Also, I think we can mostly deprecate preempt_disable, local_bh_disable
and local_irq_disable when we have percpu_lock_t, or is local_lock_t a
better name?

^ permalink raw reply	[flat|nested] 16+ messages in thread

* Re: per-cpu operation madness vs validation
  2011-07-27 12:11   ` Peter Zijlstra
  2011-07-27 13:01     ` Peter Zijlstra
@ 2011-07-27 14:16     ` Christoph Lameter
  2011-07-27 16:20       ` Peter Zijlstra
  1 sibling, 1 reply; 16+ messages in thread
From: Christoph Lameter @ 2011-07-27 14:16 UTC (permalink / raw)
  To: Peter Zijlstra
  Cc: Tejun Heo, Linus Torvalds, Thomas Gleixner, Paul E. McKenney,
	linux-kernel, Ingo Molnar, eric.dumazet

On Wed, 27 Jul 2011, Peter Zijlstra wrote:

> > On x86 these operations are rt safe by the pure fact that all these
> > operations are the same interrupt safe instruction.
>
> The number of instructions has nothing what so ever to do with things.

Of course it has. If its one instruction then that instruction is by
design atomic vs interrupts and preemption. No interrupt disable or
preemption disabling is necessary to ensure that that the RMV operation is
safe from interrupts or preemption.

> And while the individual ops might be preempt/irq/nmi safe, that doesn't
> say anything at all about the piece of code they're used in.

Sure only the individual RMV operation is safe. If there are multiple
operations then there are the usual issues.

> And doesn't solve the larger issue of multiple per-cpu variables forming
> a consistent piece of data.

That is a different issue from single atomic operations and AFAICT that
whas what we discussed here.

> Suppose there's two per-cpu variables, a and b, and we have an invariant
> that says that a-b := 5. Then the following code:
>
> preempt_disable();
> __this_cpu_inc(a);
> __this_cpu_inc(b);
> preempt_enable();
>
> is only correct when used from task context, an IRQ user can easily
> observe our invariant failing and none of your above validations will
> catch this.

Well yes these are multiple operations that have a sort of atomicity
requirement together. You want both variables to be updated together and
therefore the individual RMV operations wont do the trick. The algorithm
would have to be changed to take advantage of the this_cpu ops or you will
have to take the penalty of higher synchronization costs.

> Now move to -rt where the above will likely end up looking something
> like:
>
> migrate_disable();
> __this_cpu_inc(a);
> __this_cpu_inc(b);
> migrate_enable();
>
> and everybody can see the invariant failing.

■ **Data records**
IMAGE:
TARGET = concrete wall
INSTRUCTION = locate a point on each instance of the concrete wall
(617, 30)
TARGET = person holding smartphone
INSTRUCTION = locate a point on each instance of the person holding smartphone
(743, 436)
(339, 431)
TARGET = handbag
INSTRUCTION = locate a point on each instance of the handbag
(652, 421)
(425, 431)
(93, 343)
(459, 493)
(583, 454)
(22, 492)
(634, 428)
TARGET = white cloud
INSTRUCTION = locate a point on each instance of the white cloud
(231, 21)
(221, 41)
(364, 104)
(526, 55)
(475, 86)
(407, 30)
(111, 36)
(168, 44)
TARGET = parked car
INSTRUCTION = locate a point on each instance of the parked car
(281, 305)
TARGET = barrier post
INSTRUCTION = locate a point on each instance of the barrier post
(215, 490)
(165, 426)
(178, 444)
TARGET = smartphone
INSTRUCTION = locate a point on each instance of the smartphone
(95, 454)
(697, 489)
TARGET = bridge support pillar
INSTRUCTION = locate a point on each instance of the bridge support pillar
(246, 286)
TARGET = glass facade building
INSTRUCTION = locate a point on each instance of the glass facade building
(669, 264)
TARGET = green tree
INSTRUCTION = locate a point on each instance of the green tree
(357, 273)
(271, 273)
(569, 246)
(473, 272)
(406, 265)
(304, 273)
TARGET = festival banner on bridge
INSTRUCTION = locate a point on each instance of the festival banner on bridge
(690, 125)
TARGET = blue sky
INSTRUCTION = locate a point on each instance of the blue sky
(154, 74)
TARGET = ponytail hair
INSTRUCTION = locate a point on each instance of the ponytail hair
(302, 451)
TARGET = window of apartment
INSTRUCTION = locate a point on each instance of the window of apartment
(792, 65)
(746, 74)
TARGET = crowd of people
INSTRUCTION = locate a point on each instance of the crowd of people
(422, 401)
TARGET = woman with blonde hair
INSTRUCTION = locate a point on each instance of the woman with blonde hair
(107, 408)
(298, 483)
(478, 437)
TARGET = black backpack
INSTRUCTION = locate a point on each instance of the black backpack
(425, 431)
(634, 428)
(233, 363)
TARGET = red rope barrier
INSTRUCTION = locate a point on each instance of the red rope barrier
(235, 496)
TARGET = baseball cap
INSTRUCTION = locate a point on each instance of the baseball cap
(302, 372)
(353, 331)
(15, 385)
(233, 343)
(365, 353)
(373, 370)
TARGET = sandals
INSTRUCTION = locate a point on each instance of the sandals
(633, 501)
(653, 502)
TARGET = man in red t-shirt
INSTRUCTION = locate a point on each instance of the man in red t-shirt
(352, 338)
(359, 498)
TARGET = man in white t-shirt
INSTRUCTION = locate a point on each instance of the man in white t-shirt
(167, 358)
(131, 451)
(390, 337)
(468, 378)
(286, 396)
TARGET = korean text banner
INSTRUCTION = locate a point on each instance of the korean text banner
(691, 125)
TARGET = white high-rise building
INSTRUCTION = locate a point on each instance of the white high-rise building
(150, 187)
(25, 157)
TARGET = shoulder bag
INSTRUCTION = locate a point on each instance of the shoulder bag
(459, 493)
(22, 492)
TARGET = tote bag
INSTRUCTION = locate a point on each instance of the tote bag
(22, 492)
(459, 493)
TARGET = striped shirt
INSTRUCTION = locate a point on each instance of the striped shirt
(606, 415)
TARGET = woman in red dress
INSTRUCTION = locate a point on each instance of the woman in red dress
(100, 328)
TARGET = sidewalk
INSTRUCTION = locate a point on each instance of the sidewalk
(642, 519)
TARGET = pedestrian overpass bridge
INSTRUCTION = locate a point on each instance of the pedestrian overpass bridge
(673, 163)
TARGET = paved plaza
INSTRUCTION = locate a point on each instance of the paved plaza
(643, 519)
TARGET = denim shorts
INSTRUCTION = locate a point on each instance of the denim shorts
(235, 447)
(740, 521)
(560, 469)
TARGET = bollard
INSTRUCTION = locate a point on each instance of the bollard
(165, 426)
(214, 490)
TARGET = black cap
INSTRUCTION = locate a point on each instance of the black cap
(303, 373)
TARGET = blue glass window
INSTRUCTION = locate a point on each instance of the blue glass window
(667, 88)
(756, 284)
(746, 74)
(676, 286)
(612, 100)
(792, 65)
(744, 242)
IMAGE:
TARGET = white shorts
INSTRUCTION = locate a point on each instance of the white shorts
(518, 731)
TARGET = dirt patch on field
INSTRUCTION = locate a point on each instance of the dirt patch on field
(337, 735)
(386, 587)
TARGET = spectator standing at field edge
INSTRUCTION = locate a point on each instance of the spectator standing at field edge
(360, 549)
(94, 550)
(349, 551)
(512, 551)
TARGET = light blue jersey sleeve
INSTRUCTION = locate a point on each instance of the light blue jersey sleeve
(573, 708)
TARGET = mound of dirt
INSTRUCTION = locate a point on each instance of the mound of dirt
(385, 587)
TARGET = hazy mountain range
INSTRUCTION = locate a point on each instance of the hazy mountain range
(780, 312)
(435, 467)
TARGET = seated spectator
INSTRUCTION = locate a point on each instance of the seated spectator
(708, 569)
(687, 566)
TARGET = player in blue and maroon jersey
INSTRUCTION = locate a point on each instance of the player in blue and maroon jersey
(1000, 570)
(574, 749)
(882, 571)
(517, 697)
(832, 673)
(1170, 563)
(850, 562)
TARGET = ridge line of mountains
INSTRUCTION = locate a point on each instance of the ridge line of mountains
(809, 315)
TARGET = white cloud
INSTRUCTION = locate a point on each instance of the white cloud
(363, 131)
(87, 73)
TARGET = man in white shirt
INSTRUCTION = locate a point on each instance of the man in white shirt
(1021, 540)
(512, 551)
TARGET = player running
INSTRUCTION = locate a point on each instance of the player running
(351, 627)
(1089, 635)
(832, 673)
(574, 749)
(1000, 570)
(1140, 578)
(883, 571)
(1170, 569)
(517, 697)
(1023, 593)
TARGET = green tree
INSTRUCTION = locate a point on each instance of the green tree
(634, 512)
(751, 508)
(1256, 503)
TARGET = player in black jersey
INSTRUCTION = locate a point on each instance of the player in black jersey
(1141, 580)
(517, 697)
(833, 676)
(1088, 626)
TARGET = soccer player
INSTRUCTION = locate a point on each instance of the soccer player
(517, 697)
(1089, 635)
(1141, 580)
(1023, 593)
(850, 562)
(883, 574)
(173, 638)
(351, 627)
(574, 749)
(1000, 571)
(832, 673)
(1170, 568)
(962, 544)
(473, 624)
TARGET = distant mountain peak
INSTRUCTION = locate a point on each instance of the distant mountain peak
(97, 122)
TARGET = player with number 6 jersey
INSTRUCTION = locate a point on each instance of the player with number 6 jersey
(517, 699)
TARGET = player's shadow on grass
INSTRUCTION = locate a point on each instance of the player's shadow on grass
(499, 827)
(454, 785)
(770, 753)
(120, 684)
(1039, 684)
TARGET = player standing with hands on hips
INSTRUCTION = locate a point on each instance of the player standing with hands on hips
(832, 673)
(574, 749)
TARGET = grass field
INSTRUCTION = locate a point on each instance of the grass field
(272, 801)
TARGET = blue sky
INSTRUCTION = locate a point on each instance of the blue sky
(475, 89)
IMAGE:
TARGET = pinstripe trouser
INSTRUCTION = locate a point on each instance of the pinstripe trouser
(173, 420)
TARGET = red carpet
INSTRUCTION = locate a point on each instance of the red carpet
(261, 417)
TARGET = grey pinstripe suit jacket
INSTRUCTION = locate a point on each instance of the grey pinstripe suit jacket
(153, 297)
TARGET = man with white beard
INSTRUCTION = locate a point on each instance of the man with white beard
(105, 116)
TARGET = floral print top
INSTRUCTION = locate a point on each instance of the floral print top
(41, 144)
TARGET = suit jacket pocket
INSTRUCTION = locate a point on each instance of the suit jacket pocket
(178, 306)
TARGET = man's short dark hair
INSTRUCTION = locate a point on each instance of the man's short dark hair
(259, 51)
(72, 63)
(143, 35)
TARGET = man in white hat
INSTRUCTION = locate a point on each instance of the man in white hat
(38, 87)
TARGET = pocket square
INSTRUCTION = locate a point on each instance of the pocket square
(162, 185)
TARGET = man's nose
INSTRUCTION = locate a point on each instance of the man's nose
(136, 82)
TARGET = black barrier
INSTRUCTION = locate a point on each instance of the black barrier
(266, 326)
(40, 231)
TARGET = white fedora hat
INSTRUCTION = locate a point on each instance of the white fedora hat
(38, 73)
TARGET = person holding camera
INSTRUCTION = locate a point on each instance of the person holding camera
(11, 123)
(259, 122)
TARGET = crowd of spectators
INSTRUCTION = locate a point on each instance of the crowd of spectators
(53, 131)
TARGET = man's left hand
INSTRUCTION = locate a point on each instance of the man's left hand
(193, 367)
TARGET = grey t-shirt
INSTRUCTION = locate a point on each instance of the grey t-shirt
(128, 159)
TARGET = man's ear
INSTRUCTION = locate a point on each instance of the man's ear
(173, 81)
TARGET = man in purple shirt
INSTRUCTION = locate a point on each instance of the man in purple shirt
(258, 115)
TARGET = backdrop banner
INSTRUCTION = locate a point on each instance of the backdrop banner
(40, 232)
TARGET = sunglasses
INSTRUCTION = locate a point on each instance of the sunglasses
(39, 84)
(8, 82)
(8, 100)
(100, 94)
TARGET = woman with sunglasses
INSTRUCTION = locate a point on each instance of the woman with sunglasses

■ **Stated task 1**
In the per-cpu thread, copy the passage between "To: Peter Zijlstra" and "interrupt safe instruction.", inclusive, replacing "operations" with "ops".
■ **Stated task 2**
List every entry on the Cc line of the per-cpu thread message from Christoph Lameter.

■ **Exercise output 1**
To: Peter Zijlstra
  Cc: Tejun Heo, Linus Torvalds, Thomas Gleixner, Paul E. McKenney,
	linux-kernel, Ingo Molnar, eric.dumazet

On Wed, 27 Jul 2011, Peter Zijlstra wrote:

> > On x86 these ops are rt safe by the pure fact that all these
> > ops are the same interrupt safe instruction.

■ **Exercise output 2**
- Tejun Heo
- Linus Torvalds
- Thomas Gleixner
- Paul E. McKenney
- linux-kernel
- Ingo Molnar
- eric.dumazet